** start of Material for the task **

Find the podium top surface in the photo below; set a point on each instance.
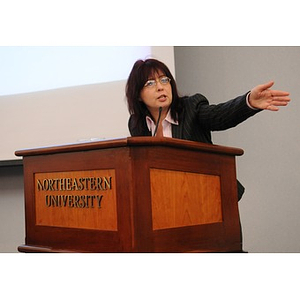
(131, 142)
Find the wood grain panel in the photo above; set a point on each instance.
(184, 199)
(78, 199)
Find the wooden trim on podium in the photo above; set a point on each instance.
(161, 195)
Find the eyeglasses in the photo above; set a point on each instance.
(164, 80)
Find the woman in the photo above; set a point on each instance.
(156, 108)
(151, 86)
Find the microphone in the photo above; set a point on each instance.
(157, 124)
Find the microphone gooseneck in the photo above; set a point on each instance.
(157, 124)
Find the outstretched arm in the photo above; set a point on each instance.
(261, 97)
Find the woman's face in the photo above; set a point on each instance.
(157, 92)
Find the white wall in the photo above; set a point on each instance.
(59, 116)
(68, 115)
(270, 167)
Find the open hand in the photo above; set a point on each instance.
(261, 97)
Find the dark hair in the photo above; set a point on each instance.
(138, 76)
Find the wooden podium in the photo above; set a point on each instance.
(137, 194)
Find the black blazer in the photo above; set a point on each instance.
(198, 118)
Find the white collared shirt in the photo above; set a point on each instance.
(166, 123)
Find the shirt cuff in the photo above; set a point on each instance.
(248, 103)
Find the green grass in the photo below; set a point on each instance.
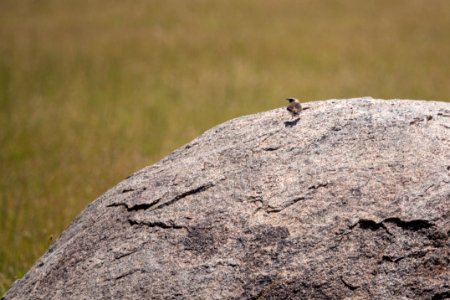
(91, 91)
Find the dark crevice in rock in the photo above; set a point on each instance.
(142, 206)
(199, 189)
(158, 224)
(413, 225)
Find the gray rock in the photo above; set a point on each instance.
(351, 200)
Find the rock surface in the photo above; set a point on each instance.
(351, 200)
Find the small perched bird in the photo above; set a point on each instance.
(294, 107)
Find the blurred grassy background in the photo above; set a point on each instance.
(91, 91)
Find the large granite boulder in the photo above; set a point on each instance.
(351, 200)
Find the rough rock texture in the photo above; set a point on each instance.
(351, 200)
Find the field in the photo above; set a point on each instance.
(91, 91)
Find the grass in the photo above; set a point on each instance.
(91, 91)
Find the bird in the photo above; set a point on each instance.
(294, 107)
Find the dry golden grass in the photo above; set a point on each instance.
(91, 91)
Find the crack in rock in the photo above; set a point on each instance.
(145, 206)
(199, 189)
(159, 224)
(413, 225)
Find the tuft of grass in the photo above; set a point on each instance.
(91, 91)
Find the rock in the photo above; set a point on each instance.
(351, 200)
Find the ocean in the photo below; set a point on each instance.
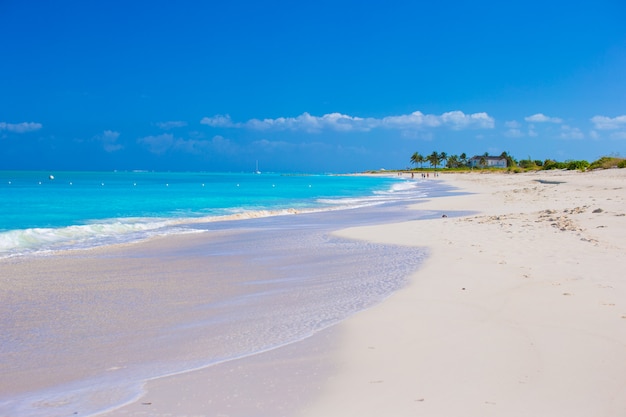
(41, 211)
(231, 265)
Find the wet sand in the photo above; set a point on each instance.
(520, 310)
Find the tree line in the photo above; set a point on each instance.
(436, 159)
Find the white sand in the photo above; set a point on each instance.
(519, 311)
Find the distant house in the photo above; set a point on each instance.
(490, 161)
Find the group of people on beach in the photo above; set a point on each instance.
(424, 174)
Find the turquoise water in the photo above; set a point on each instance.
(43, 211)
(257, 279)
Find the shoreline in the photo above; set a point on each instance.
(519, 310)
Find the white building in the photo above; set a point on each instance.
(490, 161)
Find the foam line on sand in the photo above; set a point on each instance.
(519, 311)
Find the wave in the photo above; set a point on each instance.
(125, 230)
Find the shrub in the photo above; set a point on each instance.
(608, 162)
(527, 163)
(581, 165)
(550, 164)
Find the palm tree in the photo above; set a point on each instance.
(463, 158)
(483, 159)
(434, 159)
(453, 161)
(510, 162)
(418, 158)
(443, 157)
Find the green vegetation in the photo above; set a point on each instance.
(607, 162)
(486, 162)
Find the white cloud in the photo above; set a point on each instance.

** end of Material for the task **

§ What needs to be done
Rewrite all of the material with "set a point on each instance" changed to "place a marker on every instance" everywhere, keeping everything else the same. Leave the pictures out of your answer.

§ Response below
Find the podium top surface in the photo below; place a marker on every instance.
(131, 142)
Find the wood grain panel in the photo above; place a marker on every instance.
(184, 199)
(78, 199)
Find the wooden trim on podium in the photo above; place a marker on every instance.
(161, 195)
Find the eyeglasses in the photo above; place a marker on every instance.
(164, 80)
Find the woman in the photo above; place a marker on every instance.
(156, 108)
(151, 86)
Find the microphone in the photo above; place a marker on every instance.
(157, 124)
Find the microphone gooseneck in the photo above; place a marker on every instance.
(157, 124)
Find the outstretched arm in the photo above; place a marker on every instance.
(261, 97)
Find the woman's face in the photo above; place a marker on every instance.
(157, 92)
Find the white wall in the photo above; place a marker on every instance.
(59, 116)
(68, 115)
(270, 167)
Find the open hand in the photo above; place a marker on every instance.
(261, 97)
Find the dark hair in the photo above; place a marker on every instance.
(138, 76)
Find the wooden podium in the photo above; place a marker on every instance.
(137, 194)
Find the black blazer in the photo above; place a marker on every instance.
(198, 118)
Find the white collared shirt in the photo above; place a marker on every instance.
(166, 123)
Find the shirt cuff in the photo above; place a marker on every instance.
(248, 103)
Find the green grass in the photo below; place a marker on every instance.
(91, 91)
Find the dark crevice in rock in the photo above; place a marker on every instance.
(142, 206)
(199, 189)
(158, 224)
(413, 225)
Find the gray rock in the photo above; place a marker on every instance.
(351, 200)
Find the rock surface in the photo above; place a marker on every instance.
(351, 200)
Find the small perched bird in the photo above; place a marker on every instance.
(294, 107)
Find the blurred grassy background in the photo above; place a marker on every instance.
(91, 91)
Find the large granite boulder in the photo above; place a marker on every instance.
(351, 200)
Find the rough rock texture in the photo above; place a marker on every instance.
(351, 200)
Find the field in the photo above; place a marker on every instance.
(91, 91)
Find the grass in the photo above; place a marker on every instance.
(91, 91)
Find the bird in the photo above; place a marker on every instance.
(294, 107)
Find the dry golden grass in the photo above; place a marker on every instance.
(91, 91)
Find the crack in rock in the photo above; place a marker on every instance.
(145, 206)
(199, 189)
(159, 224)
(413, 225)
Find the tuft of grass in the photo above; place a marker on every instance.
(91, 91)
Find the rock in the photo above; place a marker on every instance.
(351, 200)
Find the ocean in the photo below; place a marker on every instance.
(41, 211)
(231, 265)
Find the wet sand in the photo above; place a marker on every instance.
(520, 310)
Find the tree line in the photo above; place a marker on every instance.
(436, 159)
Find the white sand in the photo above; place a marker on every instance.
(519, 311)
Find the distant house in the photo above; place a marker on every instance.
(490, 161)
Find the group of people on beach in the photo above; place a marker on every instance.
(424, 174)
Find the turquoise water in the photo above; place a marker on every instance.
(43, 211)
(257, 279)
Find the shoreline in the photo above; place a marker on every instance.
(519, 310)
Find the white building in the photo above; place a marker on every instance.
(490, 161)
Find the foam line on sand in the photo above; place a marker on every instance.
(519, 311)
Find the wave in the photo above; place a marker on every instance.
(125, 230)
Find the shrub in the photo above; place a marker on every instance.
(608, 162)
(527, 163)
(581, 165)
(550, 164)
Find the palm tree in the photo above; place a marker on every instance.
(463, 158)
(483, 159)
(434, 159)
(453, 161)
(510, 162)
(418, 158)
(443, 157)
Find the green vegetation in the photo above; place a marker on every instance.
(607, 162)
(486, 162)
Find the white cloud in the photo above; place a marker on every instance.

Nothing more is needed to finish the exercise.